## What needs to be done
Output, please, every line from the line that holds "Query: parked truck" to the end, exactly as written.

## Records for this exercise
►
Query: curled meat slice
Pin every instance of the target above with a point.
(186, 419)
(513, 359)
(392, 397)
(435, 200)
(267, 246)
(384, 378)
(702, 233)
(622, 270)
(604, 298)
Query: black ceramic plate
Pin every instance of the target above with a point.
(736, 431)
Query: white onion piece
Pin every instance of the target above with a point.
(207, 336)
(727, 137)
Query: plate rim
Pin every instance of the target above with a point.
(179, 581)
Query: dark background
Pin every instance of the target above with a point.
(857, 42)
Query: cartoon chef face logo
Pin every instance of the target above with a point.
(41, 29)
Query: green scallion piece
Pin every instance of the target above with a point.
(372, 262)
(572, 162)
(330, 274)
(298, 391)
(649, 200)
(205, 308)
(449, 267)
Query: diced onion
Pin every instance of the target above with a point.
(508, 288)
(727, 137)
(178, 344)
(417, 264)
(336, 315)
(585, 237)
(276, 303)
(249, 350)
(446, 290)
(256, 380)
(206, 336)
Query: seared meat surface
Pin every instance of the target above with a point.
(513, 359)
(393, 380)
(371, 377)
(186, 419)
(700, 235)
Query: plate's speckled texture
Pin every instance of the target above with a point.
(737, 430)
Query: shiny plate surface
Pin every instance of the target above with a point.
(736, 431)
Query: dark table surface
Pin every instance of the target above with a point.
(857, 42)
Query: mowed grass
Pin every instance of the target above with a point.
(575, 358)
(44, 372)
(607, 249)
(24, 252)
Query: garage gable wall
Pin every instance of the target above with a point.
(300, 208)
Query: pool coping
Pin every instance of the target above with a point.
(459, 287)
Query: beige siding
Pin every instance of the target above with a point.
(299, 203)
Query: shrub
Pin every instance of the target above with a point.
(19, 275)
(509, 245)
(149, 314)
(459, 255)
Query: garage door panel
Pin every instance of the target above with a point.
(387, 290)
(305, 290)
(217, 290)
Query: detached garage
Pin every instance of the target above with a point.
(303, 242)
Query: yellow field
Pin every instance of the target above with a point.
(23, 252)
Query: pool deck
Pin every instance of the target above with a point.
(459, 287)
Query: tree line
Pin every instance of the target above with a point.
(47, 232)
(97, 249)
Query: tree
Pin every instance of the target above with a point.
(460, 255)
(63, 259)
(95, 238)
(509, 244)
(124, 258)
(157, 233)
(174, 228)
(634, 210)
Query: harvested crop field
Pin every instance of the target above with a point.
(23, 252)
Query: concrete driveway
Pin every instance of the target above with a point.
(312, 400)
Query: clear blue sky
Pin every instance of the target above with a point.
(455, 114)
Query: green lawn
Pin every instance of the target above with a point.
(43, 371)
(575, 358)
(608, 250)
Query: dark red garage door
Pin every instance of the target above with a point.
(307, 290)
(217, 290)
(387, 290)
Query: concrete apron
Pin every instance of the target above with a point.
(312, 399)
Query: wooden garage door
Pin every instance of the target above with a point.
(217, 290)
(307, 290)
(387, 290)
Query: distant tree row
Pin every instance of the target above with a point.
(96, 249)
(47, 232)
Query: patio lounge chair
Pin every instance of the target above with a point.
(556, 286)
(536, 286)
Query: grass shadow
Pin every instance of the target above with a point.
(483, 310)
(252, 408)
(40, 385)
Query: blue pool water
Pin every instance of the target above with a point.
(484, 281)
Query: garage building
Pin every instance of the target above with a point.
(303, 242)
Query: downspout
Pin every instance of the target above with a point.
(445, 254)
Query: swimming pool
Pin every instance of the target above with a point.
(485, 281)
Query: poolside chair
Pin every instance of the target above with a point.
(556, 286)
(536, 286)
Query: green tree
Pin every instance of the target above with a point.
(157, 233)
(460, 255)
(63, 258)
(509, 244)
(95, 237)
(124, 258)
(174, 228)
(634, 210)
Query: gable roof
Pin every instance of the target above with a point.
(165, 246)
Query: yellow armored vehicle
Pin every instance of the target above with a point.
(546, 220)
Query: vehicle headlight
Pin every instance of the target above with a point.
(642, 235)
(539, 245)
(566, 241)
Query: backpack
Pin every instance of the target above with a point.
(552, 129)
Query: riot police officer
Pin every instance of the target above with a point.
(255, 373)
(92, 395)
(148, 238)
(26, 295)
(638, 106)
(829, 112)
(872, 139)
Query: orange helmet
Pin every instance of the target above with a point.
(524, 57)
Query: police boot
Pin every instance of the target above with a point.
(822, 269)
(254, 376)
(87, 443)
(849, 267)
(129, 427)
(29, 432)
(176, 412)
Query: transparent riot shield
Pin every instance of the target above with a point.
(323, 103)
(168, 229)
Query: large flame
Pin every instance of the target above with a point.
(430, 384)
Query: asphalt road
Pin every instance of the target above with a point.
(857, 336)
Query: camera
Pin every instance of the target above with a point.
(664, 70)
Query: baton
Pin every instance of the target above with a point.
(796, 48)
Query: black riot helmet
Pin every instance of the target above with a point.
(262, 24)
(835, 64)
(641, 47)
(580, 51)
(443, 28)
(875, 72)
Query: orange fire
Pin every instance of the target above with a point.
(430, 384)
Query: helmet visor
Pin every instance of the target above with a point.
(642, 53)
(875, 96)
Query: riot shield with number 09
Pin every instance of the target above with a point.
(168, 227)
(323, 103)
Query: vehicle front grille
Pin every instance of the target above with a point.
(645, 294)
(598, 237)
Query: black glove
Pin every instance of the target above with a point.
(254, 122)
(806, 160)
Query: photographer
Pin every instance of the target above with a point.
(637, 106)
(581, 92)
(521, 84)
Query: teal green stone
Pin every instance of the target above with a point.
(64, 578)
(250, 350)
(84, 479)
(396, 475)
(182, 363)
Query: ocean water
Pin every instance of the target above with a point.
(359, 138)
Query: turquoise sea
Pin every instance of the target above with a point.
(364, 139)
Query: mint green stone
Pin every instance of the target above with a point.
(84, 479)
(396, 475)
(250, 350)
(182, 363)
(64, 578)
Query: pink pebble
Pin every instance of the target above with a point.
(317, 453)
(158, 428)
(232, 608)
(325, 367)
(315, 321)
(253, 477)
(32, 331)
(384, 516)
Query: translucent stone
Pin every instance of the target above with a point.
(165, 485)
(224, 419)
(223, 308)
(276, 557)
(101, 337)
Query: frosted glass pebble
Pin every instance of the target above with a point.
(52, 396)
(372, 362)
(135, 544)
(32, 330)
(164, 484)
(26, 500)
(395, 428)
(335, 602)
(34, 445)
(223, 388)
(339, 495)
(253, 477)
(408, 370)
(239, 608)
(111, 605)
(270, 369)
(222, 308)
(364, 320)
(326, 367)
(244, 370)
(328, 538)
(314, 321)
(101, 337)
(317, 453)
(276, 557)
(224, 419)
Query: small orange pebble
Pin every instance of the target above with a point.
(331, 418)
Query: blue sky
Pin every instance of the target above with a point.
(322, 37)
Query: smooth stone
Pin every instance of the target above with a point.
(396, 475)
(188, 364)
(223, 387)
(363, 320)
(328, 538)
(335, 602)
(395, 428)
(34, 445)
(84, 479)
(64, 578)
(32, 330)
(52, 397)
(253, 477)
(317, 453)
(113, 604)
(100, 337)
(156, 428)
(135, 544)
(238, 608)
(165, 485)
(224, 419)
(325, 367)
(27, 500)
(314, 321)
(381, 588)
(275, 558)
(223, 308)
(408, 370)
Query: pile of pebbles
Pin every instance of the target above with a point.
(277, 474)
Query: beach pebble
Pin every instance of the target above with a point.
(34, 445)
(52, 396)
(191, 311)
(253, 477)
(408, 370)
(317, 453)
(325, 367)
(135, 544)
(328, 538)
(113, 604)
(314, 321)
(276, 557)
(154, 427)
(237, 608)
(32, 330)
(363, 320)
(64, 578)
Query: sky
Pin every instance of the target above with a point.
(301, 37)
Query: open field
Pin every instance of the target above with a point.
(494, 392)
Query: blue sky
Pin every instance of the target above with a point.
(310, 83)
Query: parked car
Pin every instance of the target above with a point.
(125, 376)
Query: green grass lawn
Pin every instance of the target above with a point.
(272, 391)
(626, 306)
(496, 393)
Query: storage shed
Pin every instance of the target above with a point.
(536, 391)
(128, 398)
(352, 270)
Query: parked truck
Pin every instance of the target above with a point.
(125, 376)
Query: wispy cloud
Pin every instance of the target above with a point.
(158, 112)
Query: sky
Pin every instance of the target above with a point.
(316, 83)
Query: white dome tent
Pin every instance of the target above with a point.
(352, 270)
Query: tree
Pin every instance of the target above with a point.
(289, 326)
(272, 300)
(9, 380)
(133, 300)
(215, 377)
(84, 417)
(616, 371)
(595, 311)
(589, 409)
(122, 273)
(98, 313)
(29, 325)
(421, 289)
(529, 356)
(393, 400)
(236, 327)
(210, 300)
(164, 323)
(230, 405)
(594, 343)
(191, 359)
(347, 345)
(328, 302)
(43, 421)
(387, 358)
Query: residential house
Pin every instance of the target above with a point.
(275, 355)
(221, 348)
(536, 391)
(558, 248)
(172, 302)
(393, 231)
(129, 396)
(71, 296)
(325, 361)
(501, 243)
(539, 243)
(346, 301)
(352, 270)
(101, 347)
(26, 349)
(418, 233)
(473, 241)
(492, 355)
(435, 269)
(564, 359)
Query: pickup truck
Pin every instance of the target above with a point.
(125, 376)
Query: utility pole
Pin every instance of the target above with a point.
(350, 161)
◄
## Result of this exercise
Query: parked truck
Pin every instance of the target above with a point.
(125, 376)
Query: wispy cloud
Pin every instance of the target above with a point.
(158, 112)
Query: sky
Pin every instance of the target above with a point.
(316, 83)
Query: white dome tent
Pin every instance of the target above with a point.
(352, 270)
Query: tree
Pin every instance of the target above with a point.
(289, 326)
(272, 300)
(9, 380)
(133, 300)
(215, 377)
(84, 417)
(616, 371)
(595, 311)
(589, 409)
(122, 273)
(98, 313)
(29, 325)
(421, 289)
(529, 356)
(393, 400)
(236, 327)
(210, 300)
(164, 323)
(230, 405)
(594, 343)
(191, 359)
(347, 345)
(328, 302)
(43, 421)
(387, 358)
Query: residential house
Pin every instance of the target above with a point.
(275, 355)
(221, 348)
(536, 391)
(558, 248)
(172, 302)
(393, 231)
(129, 396)
(71, 296)
(325, 361)
(501, 243)
(539, 243)
(346, 301)
(352, 270)
(101, 347)
(26, 349)
(418, 233)
(473, 241)
(492, 355)
(435, 269)
(564, 359)
Query: pickup truck
Pin every instance of the target above with a point.
(125, 376)
Query: utility pole
Pin every instance of the target above with a point.
(350, 161)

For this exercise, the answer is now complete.